▶ **Exercise objective**
Only one portion of the data is to be written out: from the line bearing "Where can the thumb" through the line bearing "Target: white teeth". Write it exactly as it appears.

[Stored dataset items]
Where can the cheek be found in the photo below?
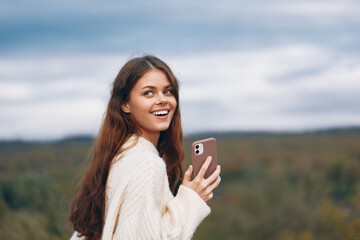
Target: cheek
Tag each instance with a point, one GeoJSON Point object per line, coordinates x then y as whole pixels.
{"type": "Point", "coordinates": [173, 102]}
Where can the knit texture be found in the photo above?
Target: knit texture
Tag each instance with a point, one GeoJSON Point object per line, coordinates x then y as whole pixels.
{"type": "Point", "coordinates": [139, 203]}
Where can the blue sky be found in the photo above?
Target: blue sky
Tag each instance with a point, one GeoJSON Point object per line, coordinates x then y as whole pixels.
{"type": "Point", "coordinates": [242, 65]}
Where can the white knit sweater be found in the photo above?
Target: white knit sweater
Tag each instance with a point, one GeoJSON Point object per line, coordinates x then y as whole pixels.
{"type": "Point", "coordinates": [139, 203]}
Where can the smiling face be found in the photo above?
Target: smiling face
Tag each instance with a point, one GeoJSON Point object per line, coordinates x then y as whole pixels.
{"type": "Point", "coordinates": [152, 104]}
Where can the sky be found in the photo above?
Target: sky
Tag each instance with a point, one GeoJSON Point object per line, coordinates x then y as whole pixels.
{"type": "Point", "coordinates": [259, 65]}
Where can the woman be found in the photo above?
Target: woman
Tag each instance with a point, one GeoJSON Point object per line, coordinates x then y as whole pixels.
{"type": "Point", "coordinates": [128, 190]}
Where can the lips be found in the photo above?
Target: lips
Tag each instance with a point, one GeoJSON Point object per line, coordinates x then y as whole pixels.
{"type": "Point", "coordinates": [161, 113]}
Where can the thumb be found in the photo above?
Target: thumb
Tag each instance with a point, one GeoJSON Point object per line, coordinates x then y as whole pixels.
{"type": "Point", "coordinates": [187, 175]}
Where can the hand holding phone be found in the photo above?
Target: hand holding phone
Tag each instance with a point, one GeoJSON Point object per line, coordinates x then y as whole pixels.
{"type": "Point", "coordinates": [200, 151]}
{"type": "Point", "coordinates": [206, 173]}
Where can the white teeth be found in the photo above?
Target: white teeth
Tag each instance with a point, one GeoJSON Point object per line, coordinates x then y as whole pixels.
{"type": "Point", "coordinates": [161, 112]}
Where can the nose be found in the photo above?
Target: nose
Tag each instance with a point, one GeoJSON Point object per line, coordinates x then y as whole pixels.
{"type": "Point", "coordinates": [161, 99]}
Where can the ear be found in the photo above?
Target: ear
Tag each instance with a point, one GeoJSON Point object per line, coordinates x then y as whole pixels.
{"type": "Point", "coordinates": [125, 107]}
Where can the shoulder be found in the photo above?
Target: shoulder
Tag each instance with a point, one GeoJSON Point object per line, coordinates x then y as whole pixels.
{"type": "Point", "coordinates": [139, 155]}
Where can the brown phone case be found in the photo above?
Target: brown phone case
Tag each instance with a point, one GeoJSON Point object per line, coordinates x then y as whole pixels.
{"type": "Point", "coordinates": [200, 151]}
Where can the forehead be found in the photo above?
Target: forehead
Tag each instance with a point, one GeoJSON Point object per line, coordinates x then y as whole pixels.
{"type": "Point", "coordinates": [154, 78]}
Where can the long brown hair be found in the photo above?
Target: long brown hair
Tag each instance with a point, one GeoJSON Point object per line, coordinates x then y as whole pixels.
{"type": "Point", "coordinates": [88, 207]}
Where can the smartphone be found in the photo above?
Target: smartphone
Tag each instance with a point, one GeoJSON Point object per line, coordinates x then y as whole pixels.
{"type": "Point", "coordinates": [200, 151]}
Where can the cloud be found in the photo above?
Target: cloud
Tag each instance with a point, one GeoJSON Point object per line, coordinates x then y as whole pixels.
{"type": "Point", "coordinates": [294, 87]}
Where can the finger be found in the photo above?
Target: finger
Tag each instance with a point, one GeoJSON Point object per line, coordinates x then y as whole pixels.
{"type": "Point", "coordinates": [187, 175]}
{"type": "Point", "coordinates": [204, 167]}
{"type": "Point", "coordinates": [215, 184]}
{"type": "Point", "coordinates": [214, 175]}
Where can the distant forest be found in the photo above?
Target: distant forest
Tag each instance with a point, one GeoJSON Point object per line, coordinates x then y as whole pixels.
{"type": "Point", "coordinates": [275, 186]}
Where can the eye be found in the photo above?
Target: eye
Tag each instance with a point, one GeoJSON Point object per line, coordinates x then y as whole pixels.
{"type": "Point", "coordinates": [148, 93]}
{"type": "Point", "coordinates": [168, 92]}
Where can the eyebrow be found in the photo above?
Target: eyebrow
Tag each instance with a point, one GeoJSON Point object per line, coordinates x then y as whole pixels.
{"type": "Point", "coordinates": [152, 87]}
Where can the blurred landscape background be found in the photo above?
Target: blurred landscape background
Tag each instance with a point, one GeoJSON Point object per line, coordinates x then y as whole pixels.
{"type": "Point", "coordinates": [274, 186]}
{"type": "Point", "coordinates": [276, 82]}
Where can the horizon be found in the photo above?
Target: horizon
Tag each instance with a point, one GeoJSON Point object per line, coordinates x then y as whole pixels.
{"type": "Point", "coordinates": [292, 66]}
{"type": "Point", "coordinates": [203, 134]}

▶ **Reply**
Where can the thumb be found in the photo above?
Target: thumb
Tag each instance with a point, one GeoJSON Point object per line, coordinates x then y as whole pixels.
{"type": "Point", "coordinates": [187, 175]}
Where can the hand holding phone be found in the photo above?
Target: hand holding phone
Tag each instance with a point, one GeoJSON Point object per line, coordinates x then y as whole pixels.
{"type": "Point", "coordinates": [200, 151]}
{"type": "Point", "coordinates": [206, 173]}
Where can the white teeth be found in the photo above?
Target: white teeth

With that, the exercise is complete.